Photo object pointing entries
★ ★ ★ ★ ★

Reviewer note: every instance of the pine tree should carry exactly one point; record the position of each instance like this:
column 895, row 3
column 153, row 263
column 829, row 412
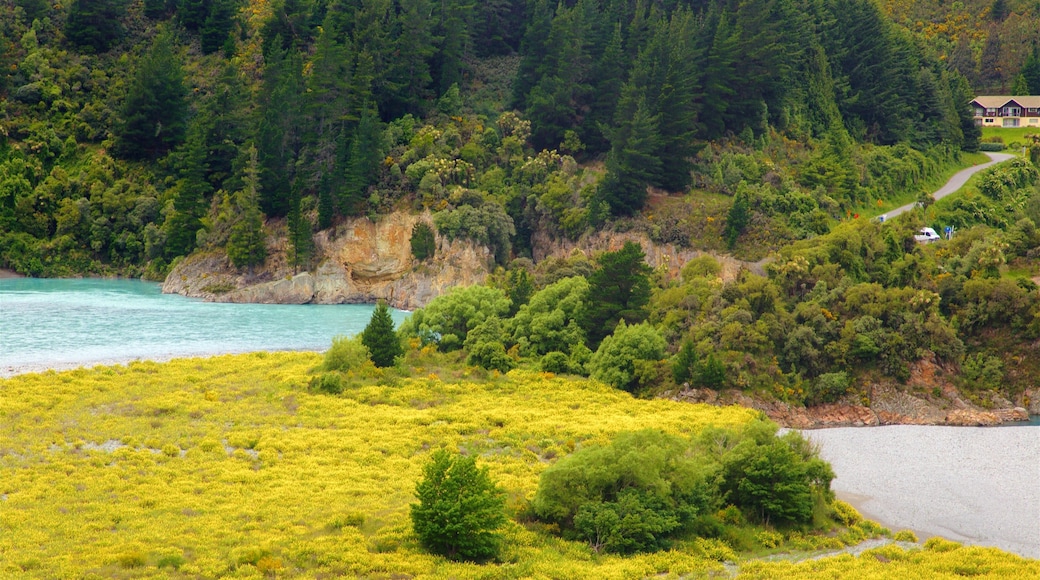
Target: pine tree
column 278, row 133
column 460, row 508
column 380, row 337
column 94, row 25
column 632, row 163
column 247, row 246
column 619, row 289
column 155, row 110
column 301, row 232
column 1031, row 71
column 189, row 200
column 216, row 27
column 325, row 109
column 737, row 218
column 991, row 71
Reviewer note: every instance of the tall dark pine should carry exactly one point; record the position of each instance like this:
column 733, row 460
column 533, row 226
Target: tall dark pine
column 384, row 346
column 215, row 29
column 279, row 128
column 247, row 245
column 155, row 110
column 94, row 25
column 189, row 198
column 1031, row 71
column 620, row 289
column 301, row 232
column 632, row 163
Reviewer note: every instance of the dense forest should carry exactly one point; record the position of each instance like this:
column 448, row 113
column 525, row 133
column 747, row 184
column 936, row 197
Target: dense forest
column 137, row 133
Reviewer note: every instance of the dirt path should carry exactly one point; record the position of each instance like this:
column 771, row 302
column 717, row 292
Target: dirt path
column 956, row 182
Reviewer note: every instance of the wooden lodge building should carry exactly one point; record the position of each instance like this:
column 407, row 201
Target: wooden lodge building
column 1007, row 111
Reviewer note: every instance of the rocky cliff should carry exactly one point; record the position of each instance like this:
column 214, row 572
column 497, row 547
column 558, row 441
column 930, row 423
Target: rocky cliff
column 360, row 261
column 928, row 398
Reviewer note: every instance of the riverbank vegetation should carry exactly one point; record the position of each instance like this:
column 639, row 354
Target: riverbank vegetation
column 234, row 466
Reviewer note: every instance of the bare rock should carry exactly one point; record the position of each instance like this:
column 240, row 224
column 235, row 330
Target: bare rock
column 359, row 261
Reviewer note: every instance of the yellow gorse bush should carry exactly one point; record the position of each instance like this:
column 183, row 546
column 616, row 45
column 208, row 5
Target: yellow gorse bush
column 231, row 467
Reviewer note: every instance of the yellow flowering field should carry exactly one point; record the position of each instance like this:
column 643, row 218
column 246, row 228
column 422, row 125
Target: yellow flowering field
column 231, row 467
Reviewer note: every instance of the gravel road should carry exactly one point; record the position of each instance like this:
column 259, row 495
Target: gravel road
column 956, row 182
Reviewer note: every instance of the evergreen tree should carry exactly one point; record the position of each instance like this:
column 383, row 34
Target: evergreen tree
column 632, row 163
column 325, row 109
column 991, row 70
column 155, row 110
column 223, row 119
column 684, row 366
column 94, row 25
column 189, row 199
column 619, row 289
column 379, row 336
column 520, row 289
column 247, row 246
column 279, row 127
column 301, row 231
column 1031, row 71
column 423, row 242
column 962, row 58
column 215, row 29
column 414, row 46
column 460, row 508
column 191, row 14
column 737, row 218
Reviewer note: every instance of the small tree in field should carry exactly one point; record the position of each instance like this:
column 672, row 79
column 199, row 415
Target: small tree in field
column 460, row 508
column 381, row 339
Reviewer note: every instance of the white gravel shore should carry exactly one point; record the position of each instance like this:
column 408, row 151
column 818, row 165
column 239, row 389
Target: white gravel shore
column 979, row 485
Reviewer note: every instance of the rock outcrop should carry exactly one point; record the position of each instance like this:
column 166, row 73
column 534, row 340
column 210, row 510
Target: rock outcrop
column 928, row 398
column 667, row 256
column 360, row 261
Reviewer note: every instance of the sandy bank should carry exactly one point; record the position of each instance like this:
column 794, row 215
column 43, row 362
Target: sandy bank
column 978, row 485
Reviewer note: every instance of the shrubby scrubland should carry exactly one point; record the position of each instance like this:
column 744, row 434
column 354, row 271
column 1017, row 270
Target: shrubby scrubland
column 239, row 466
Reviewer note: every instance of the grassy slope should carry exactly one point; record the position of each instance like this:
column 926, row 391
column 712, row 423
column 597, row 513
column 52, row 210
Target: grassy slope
column 231, row 459
column 230, row 467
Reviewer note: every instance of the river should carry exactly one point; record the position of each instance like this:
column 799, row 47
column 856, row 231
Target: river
column 66, row 323
column 979, row 485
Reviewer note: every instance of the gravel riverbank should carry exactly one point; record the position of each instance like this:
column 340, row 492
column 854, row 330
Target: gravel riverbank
column 979, row 485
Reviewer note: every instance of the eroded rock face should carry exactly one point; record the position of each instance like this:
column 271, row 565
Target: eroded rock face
column 358, row 262
column 928, row 398
column 667, row 256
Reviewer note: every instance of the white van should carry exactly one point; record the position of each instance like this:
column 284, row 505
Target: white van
column 927, row 235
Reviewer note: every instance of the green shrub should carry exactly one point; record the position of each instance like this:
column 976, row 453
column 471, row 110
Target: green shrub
column 905, row 535
column 345, row 353
column 614, row 362
column 460, row 508
column 448, row 318
column 172, row 560
column 773, row 478
column 555, row 362
column 330, row 383
column 846, row 513
column 423, row 241
column 829, row 388
column 629, row 496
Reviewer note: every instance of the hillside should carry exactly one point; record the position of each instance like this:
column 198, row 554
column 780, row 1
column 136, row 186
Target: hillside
column 992, row 43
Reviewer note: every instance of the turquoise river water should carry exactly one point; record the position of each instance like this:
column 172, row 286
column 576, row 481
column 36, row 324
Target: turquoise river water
column 63, row 323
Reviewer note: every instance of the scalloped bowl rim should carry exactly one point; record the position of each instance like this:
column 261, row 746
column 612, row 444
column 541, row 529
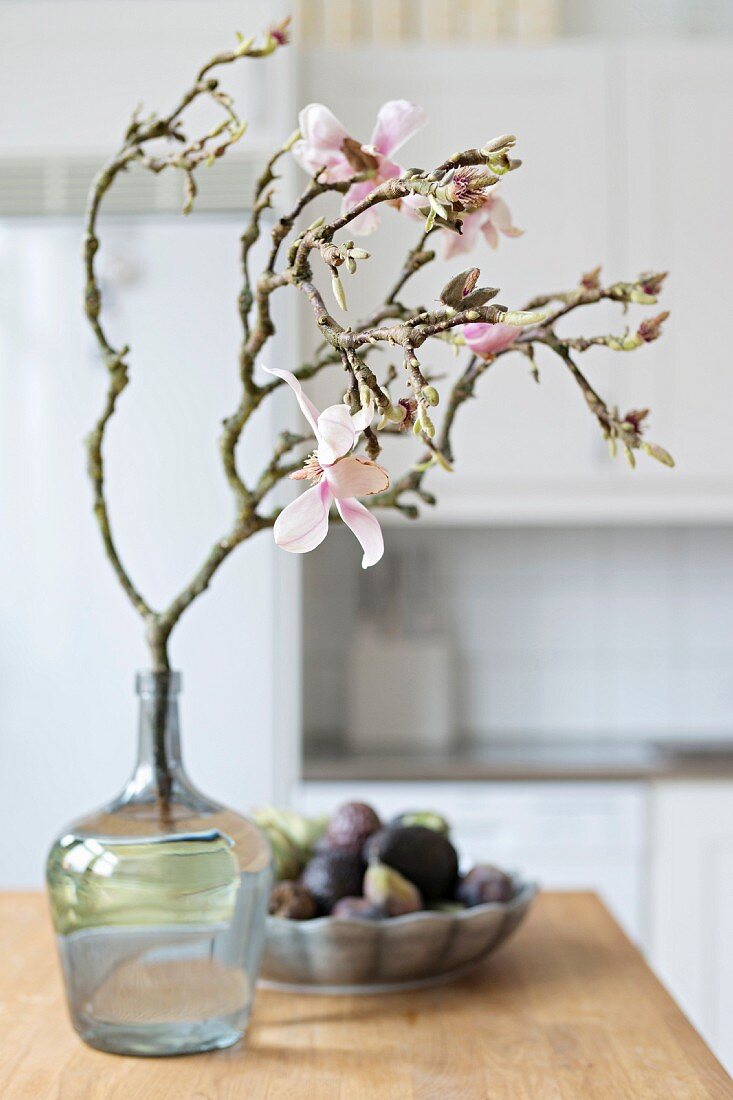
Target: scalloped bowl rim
column 525, row 891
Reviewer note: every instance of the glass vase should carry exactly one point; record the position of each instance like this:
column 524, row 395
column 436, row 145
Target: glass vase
column 159, row 902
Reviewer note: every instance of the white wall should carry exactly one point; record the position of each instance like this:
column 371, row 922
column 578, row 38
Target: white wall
column 69, row 644
column 615, row 633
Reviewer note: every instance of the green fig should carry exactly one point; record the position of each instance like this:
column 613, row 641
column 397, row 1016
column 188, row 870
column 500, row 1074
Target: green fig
column 428, row 818
column 389, row 890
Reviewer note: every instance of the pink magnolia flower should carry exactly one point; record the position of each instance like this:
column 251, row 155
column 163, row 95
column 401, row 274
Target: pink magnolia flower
column 326, row 145
column 487, row 340
column 491, row 219
column 339, row 477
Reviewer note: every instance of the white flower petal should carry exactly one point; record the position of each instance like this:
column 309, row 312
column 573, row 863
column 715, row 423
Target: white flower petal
column 303, row 525
column 356, row 476
column 309, row 410
column 396, row 122
column 336, row 433
column 365, row 527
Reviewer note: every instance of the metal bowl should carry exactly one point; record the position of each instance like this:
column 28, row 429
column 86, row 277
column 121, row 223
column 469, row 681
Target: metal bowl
column 352, row 955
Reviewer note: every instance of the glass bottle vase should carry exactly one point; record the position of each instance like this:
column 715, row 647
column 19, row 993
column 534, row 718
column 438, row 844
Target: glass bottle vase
column 159, row 902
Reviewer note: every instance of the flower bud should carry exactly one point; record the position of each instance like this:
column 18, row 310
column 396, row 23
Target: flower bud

★ ★ ★ ★ ★

→ **What needs to be done**
Please give each line of the entries above as a Markdown table with the columns "No." and "Line", numbering the rows and skipping blank lines. Leave the pictures out of your answer.

→ **Result below**
| No. | Line |
|---|---|
| 1 | Reviewer note: every instance of the pine tree should carry exactly one point; record the position of each instance like this: |
| 2 | column 895, row 3 |
| 3 | column 153, row 263 |
| 4 | column 829, row 412 |
| 5 | Target: pine tree |
| 6 | column 278, row 133 |
| 7 | column 460, row 508 |
| 8 | column 380, row 337 |
| 9 | column 94, row 25 |
| 10 | column 632, row 163 |
| 11 | column 247, row 246 |
| 12 | column 619, row 289 |
| 13 | column 155, row 110 |
| 14 | column 301, row 232 |
| 15 | column 1031, row 71 |
| 16 | column 189, row 200 |
| 17 | column 216, row 27 |
| 18 | column 325, row 109 |
| 19 | column 737, row 218 |
| 20 | column 991, row 71 |
| 21 | Reviewer note: every instance of the tall dark pine should carry exactly one point; record the position of each instance like this: |
| 22 | column 733, row 460 |
| 23 | column 533, row 226 |
| 24 | Target: tall dark pine |
| 25 | column 384, row 346 |
| 26 | column 215, row 29 |
| 27 | column 279, row 128 |
| 28 | column 247, row 245 |
| 29 | column 155, row 110 |
| 30 | column 94, row 25 |
| 31 | column 189, row 198 |
| 32 | column 1031, row 71 |
| 33 | column 620, row 289 |
| 34 | column 301, row 232 |
| 35 | column 632, row 163 |
| 36 | Reviewer note: every instance of the dense forest should carry exactly one point; record the position of each instance like this: |
| 37 | column 448, row 113 |
| 38 | column 525, row 133 |
| 39 | column 747, row 184 |
| 40 | column 936, row 197 |
| 41 | Target: dense forest |
| 42 | column 137, row 133 |
| 43 | Reviewer note: every instance of the dirt path should carry exactly one point; record the position of each instance like this: |
| 44 | column 771, row 302 |
| 45 | column 717, row 292 |
| 46 | Target: dirt path |
| 47 | column 956, row 182 |
| 48 | Reviewer note: every instance of the wooden lodge building should carry exactly one point; record the position of each instance like this: |
| 49 | column 407, row 201 |
| 50 | Target: wooden lodge building |
| 51 | column 1007, row 111 |
| 52 | Reviewer note: every instance of the rocky cliff should carry exactly one point; record the position of each instance like this: |
| 53 | column 214, row 572 |
| 54 | column 497, row 547 |
| 55 | column 558, row 441 |
| 56 | column 930, row 423 |
| 57 | Target: rocky cliff |
| 58 | column 360, row 261 |
| 59 | column 928, row 398 |
| 60 | Reviewer note: every instance of the riverbank vegetation should carry exactly one point; record the position of each instance like this: |
| 61 | column 639, row 354 |
| 62 | Target: riverbank vegetation |
| 63 | column 234, row 466 |
| 64 | Reviewer note: every instance of the bare rock should carry exactly one point; record the position of each instance like this: |
| 65 | column 240, row 224 |
| 66 | column 235, row 330 |
| 67 | Target: bare rock |
| 68 | column 359, row 261 |
| 69 | Reviewer note: every instance of the yellow gorse bush should carry exactly one point; record the position of each instance like this: |
| 70 | column 183, row 546 |
| 71 | column 616, row 45 |
| 72 | column 208, row 5 |
| 73 | Target: yellow gorse bush |
| 74 | column 231, row 467 |
| 75 | Reviewer note: every instance of the yellow flowering field should carry exactly one point; record the position of each instance like this: |
| 76 | column 643, row 218 |
| 77 | column 246, row 228 |
| 78 | column 422, row 125 |
| 79 | Target: yellow flowering field |
| 80 | column 231, row 467 |
| 81 | Reviewer note: every instance of the gravel road should carry exactly one point; record the position of each instance like this: |
| 82 | column 259, row 495 |
| 83 | Target: gravel road |
| 84 | column 956, row 182 |
| 85 | Reviewer note: every instance of the evergreen tree should carry exactly one point; record the position of each instance like this: |
| 86 | column 383, row 34 |
| 87 | Target: evergreen tree |
| 88 | column 632, row 163 |
| 89 | column 325, row 109 |
| 90 | column 991, row 70 |
| 91 | column 155, row 110 |
| 92 | column 223, row 119 |
| 93 | column 684, row 366 |
| 94 | column 94, row 25 |
| 95 | column 189, row 199 |
| 96 | column 619, row 289 |
| 97 | column 379, row 336 |
| 98 | column 520, row 289 |
| 99 | column 247, row 246 |
| 100 | column 279, row 127 |
| 101 | column 301, row 231 |
| 102 | column 1031, row 71 |
| 103 | column 423, row 242 |
| 104 | column 962, row 58 |
| 105 | column 215, row 29 |
| 106 | column 414, row 46 |
| 107 | column 460, row 508 |
| 108 | column 191, row 14 |
| 109 | column 737, row 218 |
| 110 | Reviewer note: every instance of the small tree in field should carry exactly one point; record the position of each instance like this: |
| 111 | column 672, row 79 |
| 112 | column 199, row 415 |
| 113 | Target: small tree in field |
| 114 | column 460, row 508 |
| 115 | column 381, row 339 |
| 116 | Reviewer note: every instance of the white gravel shore should carry exactly one point; record the position of each instance like this: |
| 117 | column 408, row 151 |
| 118 | column 818, row 165 |
| 119 | column 239, row 389 |
| 120 | Target: white gravel shore |
| 121 | column 979, row 485 |
| 122 | Reviewer note: every instance of the rock outcrop should carry exactly one point; record the position of each instance like this: |
| 123 | column 166, row 73 |
| 124 | column 534, row 340 |
| 125 | column 210, row 510 |
| 126 | Target: rock outcrop |
| 127 | column 928, row 398 |
| 128 | column 667, row 256 |
| 129 | column 360, row 261 |
| 130 | Reviewer note: every instance of the sandy bank should carry exactly one point; record the position of each instance like this: |
| 131 | column 794, row 215 |
| 132 | column 43, row 362 |
| 133 | Target: sandy bank |
| 134 | column 978, row 485 |
| 135 | Reviewer note: every instance of the shrubby scrubland should carry exactly one point; record the position of each instance like this: |
| 136 | column 744, row 434 |
| 137 | column 354, row 271 |
| 138 | column 1017, row 270 |
| 139 | Target: shrubby scrubland |
| 140 | column 239, row 466 |
| 141 | Reviewer note: every instance of the grassy slope should carry exactly one point; record the position of each instance like this: |
| 142 | column 926, row 391 |
| 143 | column 712, row 423 |
| 144 | column 597, row 513 |
| 145 | column 52, row 210 |
| 146 | Target: grassy slope |
| 147 | column 231, row 459 |
| 148 | column 230, row 467 |
| 149 | Reviewer note: every instance of the river should carry exactly one point; record the position of each instance like this: |
| 150 | column 799, row 47 |
| 151 | column 856, row 231 |
| 152 | Target: river |
| 153 | column 66, row 323 |
| 154 | column 979, row 485 |
| 155 | Reviewer note: every instance of the gravel riverbank should carry exactly one point; record the position of each instance like this: |
| 156 | column 340, row 492 |
| 157 | column 854, row 330 |
| 158 | Target: gravel riverbank |
| 159 | column 979, row 485 |
| 160 | Reviewer note: every instance of the eroded rock face should carry exactly one point; record the position of each instance like this: |
| 161 | column 271, row 565 |
| 162 | Target: eroded rock face |
| 163 | column 358, row 262 |
| 164 | column 928, row 398 |
| 165 | column 667, row 256 |
| 166 | Reviewer note: every instance of the white van should carry exactly one point; record the position of each instance like this: |
| 167 | column 284, row 505 |
| 168 | Target: white van |
| 169 | column 927, row 235 |
| 170 | Reviewer note: every instance of the green shrub should carry exactly one point; record the position of each instance like this: |
| 171 | column 976, row 453 |
| 172 | column 471, row 110 |
| 173 | Target: green shrub |
| 174 | column 905, row 535 |
| 175 | column 345, row 353 |
| 176 | column 614, row 362 |
| 177 | column 460, row 508 |
| 178 | column 448, row 318 |
| 179 | column 172, row 560 |
| 180 | column 773, row 478 |
| 181 | column 555, row 362 |
| 182 | column 330, row 383 |
| 183 | column 846, row 513 |
| 184 | column 423, row 241 |
| 185 | column 829, row 388 |
| 186 | column 629, row 496 |
| 187 | Reviewer note: every instance of the hillside should carry exactly one point; record the position of each instance like this: |
| 188 | column 198, row 554 |
| 189 | column 780, row 1 |
| 190 | column 136, row 186 |
| 191 | Target: hillside |
| 192 | column 992, row 43 |
| 193 | Reviewer note: every instance of the turquoise river water should carry exactly one point; record the position of each instance like this: |
| 194 | column 172, row 286 |
| 195 | column 576, row 481 |
| 196 | column 36, row 324 |
| 197 | Target: turquoise river water |
| 198 | column 63, row 323 |
| 199 | Reviewer note: every instance of the scalloped bowl rim should carry exactly one point; record the position of each instance like this: |
| 200 | column 261, row 746 |
| 201 | column 612, row 444 |
| 202 | column 541, row 529 |
| 203 | Target: scalloped bowl rim |
| 204 | column 525, row 891 |
| 205 | Reviewer note: every instance of the glass vase should carry exactly one point; record the position of each instance like this: |
| 206 | column 524, row 395 |
| 207 | column 436, row 145 |
| 208 | Target: glass vase |
| 209 | column 159, row 902 |
| 210 | Reviewer note: every instance of the white wall should carry exactly one point; record the position of each instance like this: |
| 211 | column 371, row 922 |
| 212 | column 578, row 38 |
| 213 | Target: white wall |
| 214 | column 69, row 644 |
| 215 | column 615, row 633 |
| 216 | Reviewer note: every instance of the green fig should carry exactly one point; record the position of each instance like this: |
| 217 | column 613, row 641 |
| 218 | column 397, row 1016 |
| 219 | column 188, row 870 |
| 220 | column 500, row 1074 |
| 221 | Target: green fig |
| 222 | column 428, row 818 |
| 223 | column 389, row 890 |
| 224 | Reviewer note: every instance of the pink magnolia flower should carry exactly one point; record the position of each instance like this: |
| 225 | column 251, row 155 |
| 226 | column 163, row 95 |
| 227 | column 401, row 274 |
| 228 | Target: pink magnolia flower |
| 229 | column 326, row 145 |
| 230 | column 487, row 340 |
| 231 | column 491, row 219 |
| 232 | column 339, row 477 |
| 233 | Reviewer note: every instance of the white flower petal should carry exactly one point; record the position of each instance like this: |
| 234 | column 309, row 312 |
| 235 | column 573, row 863 |
| 236 | column 715, row 423 |
| 237 | Target: white flower petal |
| 238 | column 303, row 525 |
| 239 | column 356, row 476 |
| 240 | column 309, row 410 |
| 241 | column 396, row 122 |
| 242 | column 336, row 433 |
| 243 | column 365, row 527 |
| 244 | Reviewer note: every instance of the metal bowl should carry exactly one point; record the position of each instance like this: |
| 245 | column 28, row 429 |
| 246 | column 86, row 277 |
| 247 | column 121, row 223 |
| 248 | column 469, row 681 |
| 249 | Target: metal bowl |
| 250 | column 352, row 955 |
| 251 | Reviewer note: every instance of the glass bottle vase should carry exactly one point; record the position of each instance like this: |
| 252 | column 715, row 647 |
| 253 | column 19, row 993 |
| 254 | column 534, row 718 |
| 255 | column 438, row 844 |
| 256 | Target: glass bottle vase |
| 257 | column 159, row 902 |
| 258 | Reviewer note: every instance of the flower bud should carry exactly one point; record the position of each instance like this: |
| 259 | column 18, row 310 |
| 260 | column 396, row 23 |
| 261 | Target: flower bud |